TEXT SEGMENT:
=== Section Start ===

I'll tell you the specific grace I asked for with the novena and how it was answered, although it almost doesn't compare to the graces I've received that I didn't ask for -- the graces that are the fruits of the rosary, and the sweet care of God and His Mother.

I asked to go to school again. I didn't have any plans and my life was a complete mess - both inside and out (I could go on and on for pages about how messed up it was), but I had always wanted to go to animation school, since I was very little. There was no way, for so many reasons, that I could go - financially, my parents, my own personal life and emotional problems - it would take a miracle to be able to go to school. It would, actually, take a couple buckets full of miracles for me to go to school. So I asked Mary.

I had to pray for 54 days, which was, at first, very, very difficult. (I look back on it now as being amazing that it was ever so difficult. It would be much more difficult for me not to pray now than to continue praying...) Spiritually, I really didn't know as much or have as much spiritual strength as I did a year ago -- since then, I've learned so much, and so many prayers, and gotten so closer to God, that it isn't possible to describe to someone who hasn't traveled the same path (the path being, one who prays the rosary). It would have been ridiculous, a year ago, to try to tell me the mercies of God, because I just don't think I would have believed it, or comprehended it, and His mercies are something I can delight in all the time, through the good and bad.

At the time I was trying to get into school somehow, I was working at a job that I absolutely hated, but it actually turned out to be good for me because I got a lot closer to God through my trials and pain at the job. I learned to trust so much more in the Hand of God. I don't think the "door to grace," so to speak, would have been open for me to gain something from my suffering if I hadn't prayed the rosary.

Physically (temporally?), I got medicine for my physiological problems, and we just "somehow" found a way to make the money work... (Bless Mary!) My parents "coincidently" had a sudden change of heart about me going to school and we also suddenly had a closer, better relationship (that continues to grow and get better all the time). I suddenly "found myself" with a new set of friends who were encouraging and very nice to me, and were a big help in me getting over some problems I had with a bad sense of self-respect (it's hard to try to go to school when you don't respect yourself -- it's hard to do anything when you don't respect yourself; but not "self-love", just a healthy sense of self respect). I found a beautiful school with really high credential about 30 minutes from my house that I didn't know about. The first school I applied to rejected my portfolio (low admissions rate - only 6% were admitted) but the school close to my house that also had good credentials LOVED my portfolio and gave it one of the highest ratings for a portfolio that the admissions rep had ever seen.

=== Section End ===

PROVIDED INFORMATION:
=== Section Start ===

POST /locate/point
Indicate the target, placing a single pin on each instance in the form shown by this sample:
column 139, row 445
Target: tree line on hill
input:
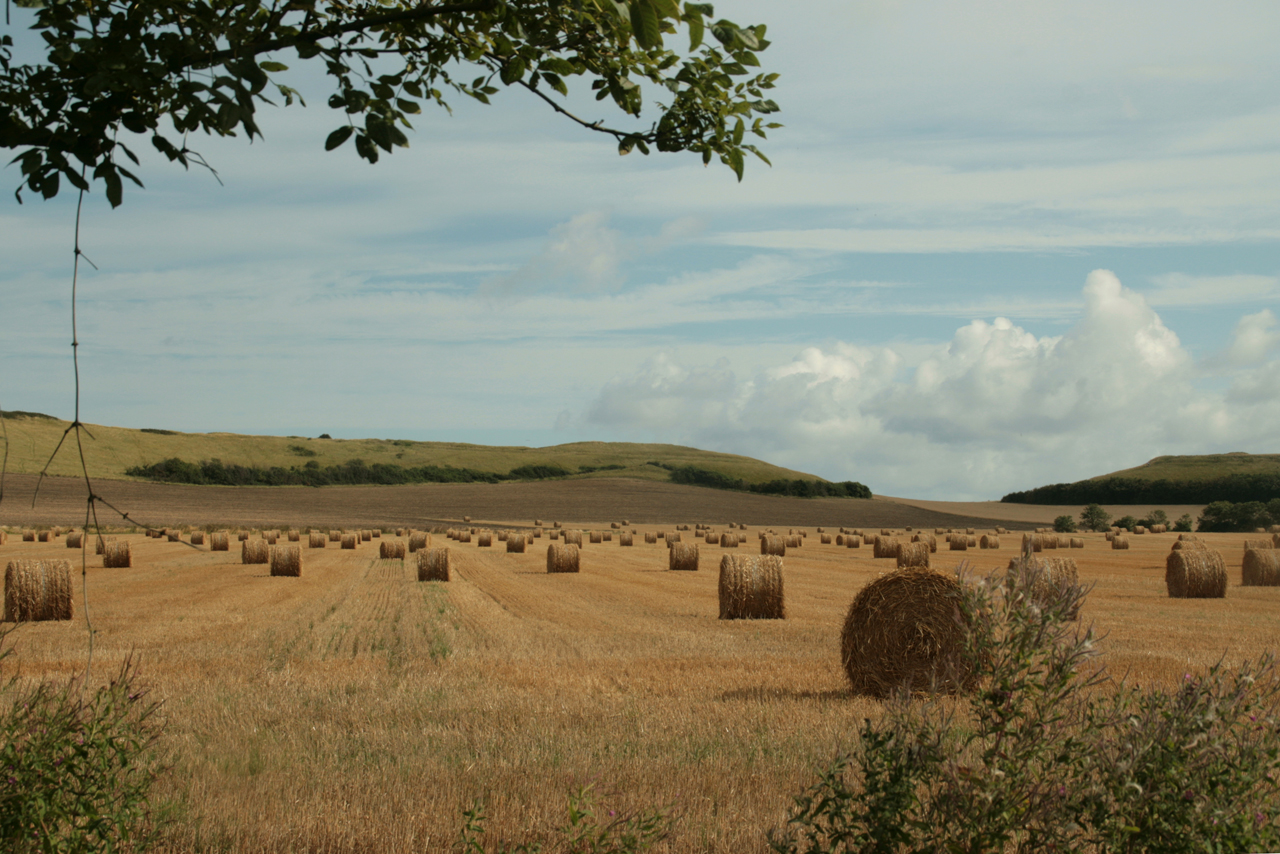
column 1134, row 491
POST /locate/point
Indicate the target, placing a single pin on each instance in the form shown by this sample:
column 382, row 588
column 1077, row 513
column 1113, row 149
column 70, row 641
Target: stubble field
column 357, row 709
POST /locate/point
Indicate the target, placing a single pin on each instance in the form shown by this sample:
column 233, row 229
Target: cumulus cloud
column 995, row 409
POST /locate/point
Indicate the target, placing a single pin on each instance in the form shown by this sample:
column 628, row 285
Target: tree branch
column 407, row 16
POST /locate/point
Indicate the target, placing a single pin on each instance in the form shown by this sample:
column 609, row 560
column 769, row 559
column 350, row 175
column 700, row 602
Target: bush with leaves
column 1050, row 754
column 74, row 767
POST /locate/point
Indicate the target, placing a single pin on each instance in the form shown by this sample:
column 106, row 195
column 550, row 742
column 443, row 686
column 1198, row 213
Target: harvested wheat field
column 359, row 709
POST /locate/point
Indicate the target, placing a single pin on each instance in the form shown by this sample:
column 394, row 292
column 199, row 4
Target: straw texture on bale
column 1194, row 574
column 562, row 557
column 913, row 555
column 287, row 561
column 1261, row 567
column 905, row 631
column 433, row 565
column 773, row 544
column 117, row 555
column 750, row 588
column 682, row 557
column 37, row 590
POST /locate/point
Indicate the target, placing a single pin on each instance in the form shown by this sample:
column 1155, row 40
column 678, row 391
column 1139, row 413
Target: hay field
column 356, row 709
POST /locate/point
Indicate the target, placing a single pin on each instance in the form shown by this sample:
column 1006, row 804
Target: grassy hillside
column 114, row 450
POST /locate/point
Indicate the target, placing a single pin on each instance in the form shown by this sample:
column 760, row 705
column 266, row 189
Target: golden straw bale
column 37, row 590
column 117, row 555
column 286, row 561
column 433, row 565
column 773, row 544
column 913, row 555
column 563, row 557
column 750, row 588
column 1193, row 574
column 682, row 557
column 905, row 631
column 1261, row 567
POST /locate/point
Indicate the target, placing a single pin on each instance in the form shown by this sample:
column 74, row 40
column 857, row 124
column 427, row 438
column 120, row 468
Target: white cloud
column 993, row 410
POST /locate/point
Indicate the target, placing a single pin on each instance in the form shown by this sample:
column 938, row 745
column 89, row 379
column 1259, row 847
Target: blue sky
column 1001, row 245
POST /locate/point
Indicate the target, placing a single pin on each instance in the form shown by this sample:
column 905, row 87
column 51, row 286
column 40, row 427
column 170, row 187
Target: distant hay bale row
column 563, row 557
column 433, row 565
column 117, row 555
column 682, row 557
column 750, row 588
column 1261, row 567
column 286, row 561
column 905, row 631
column 37, row 590
column 1196, row 574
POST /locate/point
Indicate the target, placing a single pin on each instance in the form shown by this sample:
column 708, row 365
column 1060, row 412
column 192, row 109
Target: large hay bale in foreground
column 433, row 565
column 773, row 544
column 1193, row 574
column 1261, row 567
column 750, row 588
column 905, row 631
column 913, row 555
column 562, row 557
column 682, row 557
column 37, row 590
column 287, row 561
column 117, row 555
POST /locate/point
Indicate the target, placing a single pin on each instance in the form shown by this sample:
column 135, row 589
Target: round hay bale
column 773, row 544
column 433, row 565
column 1194, row 574
column 37, row 590
column 913, row 555
column 905, row 631
column 750, row 588
column 562, row 557
column 117, row 555
column 1261, row 567
column 287, row 561
column 682, row 557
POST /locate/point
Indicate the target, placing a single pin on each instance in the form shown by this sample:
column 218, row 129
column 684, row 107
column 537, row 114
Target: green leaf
column 644, row 24
column 338, row 137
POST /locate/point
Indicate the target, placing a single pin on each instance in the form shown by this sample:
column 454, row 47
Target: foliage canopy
column 167, row 68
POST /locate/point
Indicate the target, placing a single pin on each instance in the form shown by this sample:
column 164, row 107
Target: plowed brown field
column 356, row 709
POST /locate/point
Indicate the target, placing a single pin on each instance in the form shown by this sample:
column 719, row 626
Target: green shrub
column 1050, row 754
column 74, row 770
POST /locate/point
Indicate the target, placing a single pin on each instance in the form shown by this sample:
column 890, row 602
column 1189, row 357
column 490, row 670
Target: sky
column 1000, row 245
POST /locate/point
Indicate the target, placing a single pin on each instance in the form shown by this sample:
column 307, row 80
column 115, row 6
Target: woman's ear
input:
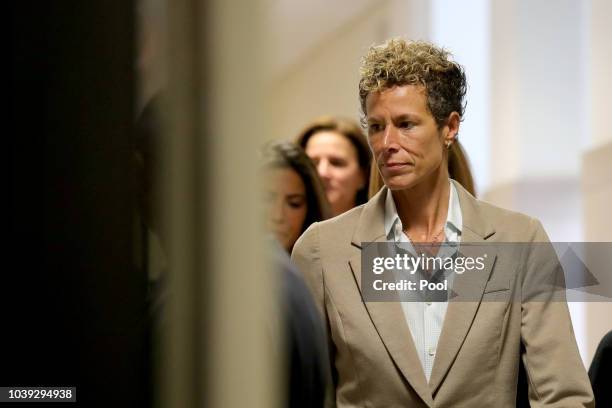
column 452, row 124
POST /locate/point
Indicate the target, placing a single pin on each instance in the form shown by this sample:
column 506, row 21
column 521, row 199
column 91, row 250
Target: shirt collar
column 454, row 219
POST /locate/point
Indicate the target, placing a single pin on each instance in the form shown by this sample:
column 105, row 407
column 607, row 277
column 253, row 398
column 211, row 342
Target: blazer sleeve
column 555, row 372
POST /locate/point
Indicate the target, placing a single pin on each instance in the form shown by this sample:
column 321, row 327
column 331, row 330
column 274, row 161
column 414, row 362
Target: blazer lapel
column 388, row 317
column 468, row 288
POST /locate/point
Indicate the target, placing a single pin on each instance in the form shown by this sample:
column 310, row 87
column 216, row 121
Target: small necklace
column 435, row 238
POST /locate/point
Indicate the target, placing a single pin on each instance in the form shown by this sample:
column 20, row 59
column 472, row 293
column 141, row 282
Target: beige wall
column 324, row 80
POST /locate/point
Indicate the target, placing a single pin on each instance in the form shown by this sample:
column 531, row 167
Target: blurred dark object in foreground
column 75, row 309
column 305, row 339
column 600, row 372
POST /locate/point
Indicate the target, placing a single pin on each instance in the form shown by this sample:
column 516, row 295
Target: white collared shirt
column 425, row 319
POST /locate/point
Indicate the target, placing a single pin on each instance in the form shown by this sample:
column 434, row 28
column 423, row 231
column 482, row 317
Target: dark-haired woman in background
column 293, row 190
column 341, row 154
column 458, row 170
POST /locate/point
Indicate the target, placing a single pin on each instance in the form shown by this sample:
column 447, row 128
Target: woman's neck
column 423, row 208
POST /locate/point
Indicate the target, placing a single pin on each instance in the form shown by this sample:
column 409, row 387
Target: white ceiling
column 295, row 27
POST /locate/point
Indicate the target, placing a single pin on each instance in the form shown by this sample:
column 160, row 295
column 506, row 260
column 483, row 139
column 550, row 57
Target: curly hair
column 399, row 62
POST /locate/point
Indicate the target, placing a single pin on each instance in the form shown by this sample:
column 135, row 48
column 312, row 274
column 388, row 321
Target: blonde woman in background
column 293, row 192
column 340, row 152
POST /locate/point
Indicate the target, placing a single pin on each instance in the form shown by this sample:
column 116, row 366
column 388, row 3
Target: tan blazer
column 372, row 353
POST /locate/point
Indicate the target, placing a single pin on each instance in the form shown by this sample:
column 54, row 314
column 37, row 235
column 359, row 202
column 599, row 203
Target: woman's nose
column 323, row 168
column 277, row 212
column 390, row 138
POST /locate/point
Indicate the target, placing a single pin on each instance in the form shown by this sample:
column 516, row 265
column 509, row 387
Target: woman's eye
column 296, row 204
column 374, row 128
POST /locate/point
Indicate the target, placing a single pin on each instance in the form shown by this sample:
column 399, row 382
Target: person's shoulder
column 336, row 229
column 512, row 224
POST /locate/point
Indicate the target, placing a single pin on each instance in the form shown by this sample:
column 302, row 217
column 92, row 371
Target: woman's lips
column 396, row 166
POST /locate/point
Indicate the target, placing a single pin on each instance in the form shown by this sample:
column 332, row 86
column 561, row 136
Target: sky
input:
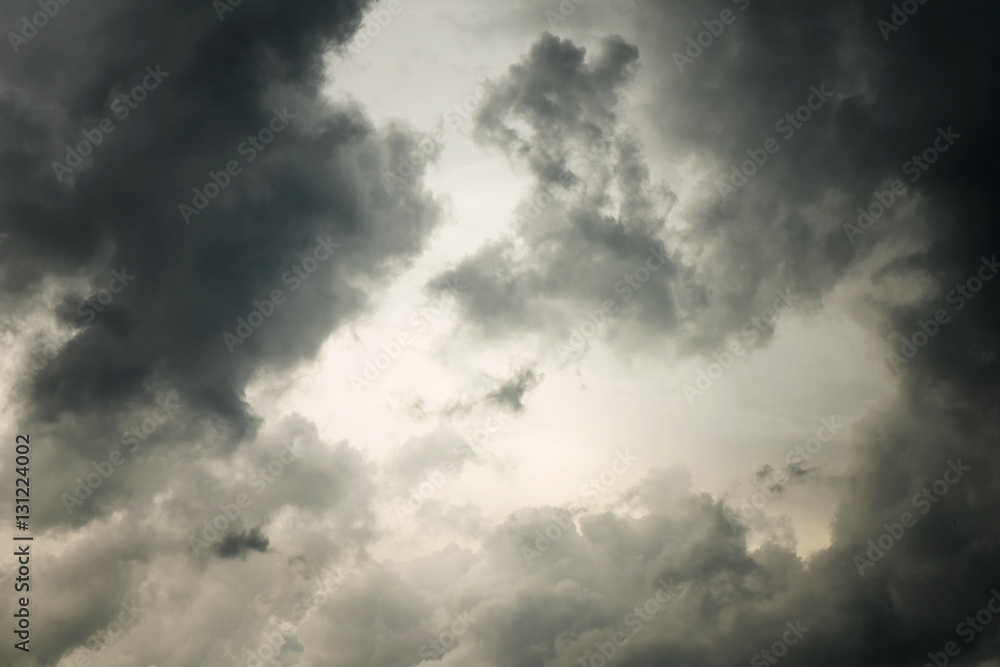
column 531, row 334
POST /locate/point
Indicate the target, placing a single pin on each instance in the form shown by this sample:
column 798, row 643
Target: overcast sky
column 524, row 334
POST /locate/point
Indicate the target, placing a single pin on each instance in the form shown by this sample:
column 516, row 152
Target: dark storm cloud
column 239, row 545
column 318, row 182
column 594, row 217
column 510, row 393
column 785, row 226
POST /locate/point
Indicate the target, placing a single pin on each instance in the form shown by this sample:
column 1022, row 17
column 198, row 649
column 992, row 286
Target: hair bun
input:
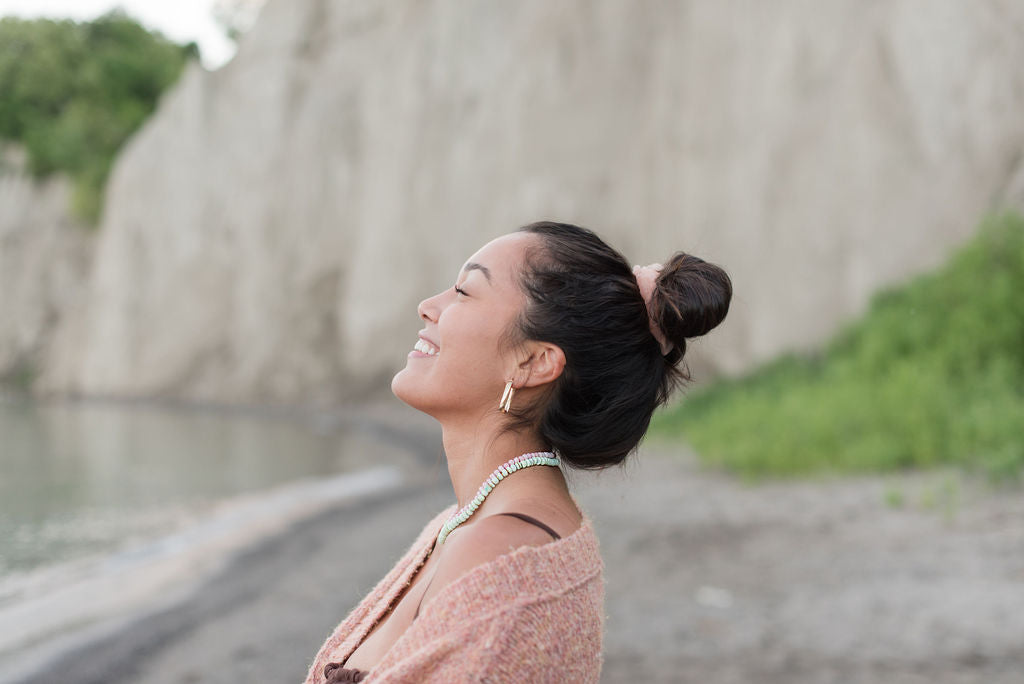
column 691, row 297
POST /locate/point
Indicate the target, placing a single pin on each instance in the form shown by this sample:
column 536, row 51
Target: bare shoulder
column 485, row 540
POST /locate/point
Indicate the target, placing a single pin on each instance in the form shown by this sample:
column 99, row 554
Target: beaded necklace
column 519, row 462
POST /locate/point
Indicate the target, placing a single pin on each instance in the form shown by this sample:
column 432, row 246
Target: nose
column 428, row 309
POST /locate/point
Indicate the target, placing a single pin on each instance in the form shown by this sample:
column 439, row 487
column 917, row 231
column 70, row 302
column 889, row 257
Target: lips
column 425, row 346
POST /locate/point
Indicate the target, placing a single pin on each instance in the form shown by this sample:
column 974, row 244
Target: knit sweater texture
column 535, row 614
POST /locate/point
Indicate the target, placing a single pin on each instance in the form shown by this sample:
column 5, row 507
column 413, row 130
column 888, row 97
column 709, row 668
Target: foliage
column 933, row 374
column 72, row 93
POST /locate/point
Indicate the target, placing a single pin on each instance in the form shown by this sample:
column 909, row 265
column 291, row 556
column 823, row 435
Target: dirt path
column 709, row 581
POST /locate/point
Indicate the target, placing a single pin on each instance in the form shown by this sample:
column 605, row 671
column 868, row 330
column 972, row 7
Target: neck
column 474, row 452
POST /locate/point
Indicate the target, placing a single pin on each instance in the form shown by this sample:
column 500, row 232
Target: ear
column 544, row 364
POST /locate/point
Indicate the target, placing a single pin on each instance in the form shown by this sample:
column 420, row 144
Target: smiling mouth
column 425, row 347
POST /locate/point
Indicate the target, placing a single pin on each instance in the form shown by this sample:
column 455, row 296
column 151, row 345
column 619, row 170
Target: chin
column 400, row 388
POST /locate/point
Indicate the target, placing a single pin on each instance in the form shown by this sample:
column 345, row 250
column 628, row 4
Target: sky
column 181, row 20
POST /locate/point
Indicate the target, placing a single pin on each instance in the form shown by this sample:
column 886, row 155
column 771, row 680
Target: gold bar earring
column 506, row 401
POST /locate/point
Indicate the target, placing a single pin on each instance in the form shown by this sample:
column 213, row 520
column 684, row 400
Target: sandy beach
column 709, row 580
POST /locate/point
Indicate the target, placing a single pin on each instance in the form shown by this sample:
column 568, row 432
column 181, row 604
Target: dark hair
column 582, row 295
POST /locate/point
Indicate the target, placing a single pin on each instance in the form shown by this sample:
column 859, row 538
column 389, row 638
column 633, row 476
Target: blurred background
column 216, row 220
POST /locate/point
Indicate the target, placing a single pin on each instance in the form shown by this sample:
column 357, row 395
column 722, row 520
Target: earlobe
column 545, row 365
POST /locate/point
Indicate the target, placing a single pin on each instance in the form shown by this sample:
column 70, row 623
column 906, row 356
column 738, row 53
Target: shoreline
column 87, row 600
column 708, row 580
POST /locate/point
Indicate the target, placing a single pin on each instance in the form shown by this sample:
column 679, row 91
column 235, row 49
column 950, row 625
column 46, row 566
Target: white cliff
column 268, row 232
column 44, row 263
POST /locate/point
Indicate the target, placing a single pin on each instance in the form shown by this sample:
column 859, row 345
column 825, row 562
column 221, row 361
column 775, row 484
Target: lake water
column 83, row 479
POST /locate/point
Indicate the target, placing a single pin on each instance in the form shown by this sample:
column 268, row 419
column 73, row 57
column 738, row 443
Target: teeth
column 425, row 347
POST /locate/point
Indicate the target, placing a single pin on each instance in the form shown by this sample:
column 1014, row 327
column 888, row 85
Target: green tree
column 73, row 92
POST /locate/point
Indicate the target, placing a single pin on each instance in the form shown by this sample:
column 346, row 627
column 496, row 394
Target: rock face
column 44, row 263
column 269, row 231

=== Section End ===

COMPLETE THE FOLLOWING:
1. Answer these questions from the novena account, one line each:
(a) How many days did the writer have to pray?
(b) What kind of school had the writer wanted to attend since early childhood?
(c) What share of applicants did the first school the writer applied to admit?
2. Duplicate the novena account between "I'll tell you" and "I asked Mary.", inclusive.
3. Pick up the novena account after its last sentence and continue it.

WRITTEN ANSWERS:
1.
(a) 54 days.
(b) Animation school.
(c) 6%.

2.
I'll tell you the specific grace I asked for with the novena and how it was answered, although it almost doesn't compare to the graces I've received that I didn't ask for -- the graces that are the fruits of the rosary, and the sweet care of God and His Mother.

I asked to go to school again. I didn't have any plans and my life was a complete mess - both inside and out (I could go on and on for pages about how messed up it was), but I had always wanted to go to animation school, since I was very little. There was no way, for so many reasons, that I could go - financially, my parents, my own personal life and emotional problems - it would take a miracle to be able to go to school. It would, actually, take a couple buckets full of miracles for me to go to school. So I asked Mary.

3.
BEST OF ALL, I was scheduled to go down and register for classes before I was supposed to
start school on my 21st birthday!!! It was so exciting to register for classes on my birthday
because it was my life dream! And it was a life dream that God and His Mother practically just
handed to me! It all went so smoothly!

My birthday is on December 10th, and I registered Dec 10th 2008. That was the one day in December that it snowed where I live (I live in Houston - if you don't believe me, you can check the weather reports ^_^ ).

That night, my dad gave me a pillow that had a picture of Our Lady of Guadelupe on it as a birthday gift to me -- and he didn't know that I prayed an Irresistible Novena to get into school!!! It was definitely the Hand of God. I also found out that the feast of Our Lady of Guadelupe is on December 12th, which neither my dad nor I had known until the day of the feast!! It was all so, so exciting!! And so mind-blowing!

The blessed Virgin has not abandoned me a single step of the way while I've been in school, either! I always turn to her for help with projects and my grades and getting my homework done.

God's gifts that He will give to those who pray the rosary are truly unfathomable!

Bless your efforts to get more people to pray the rosary, especially the scriptural rosary!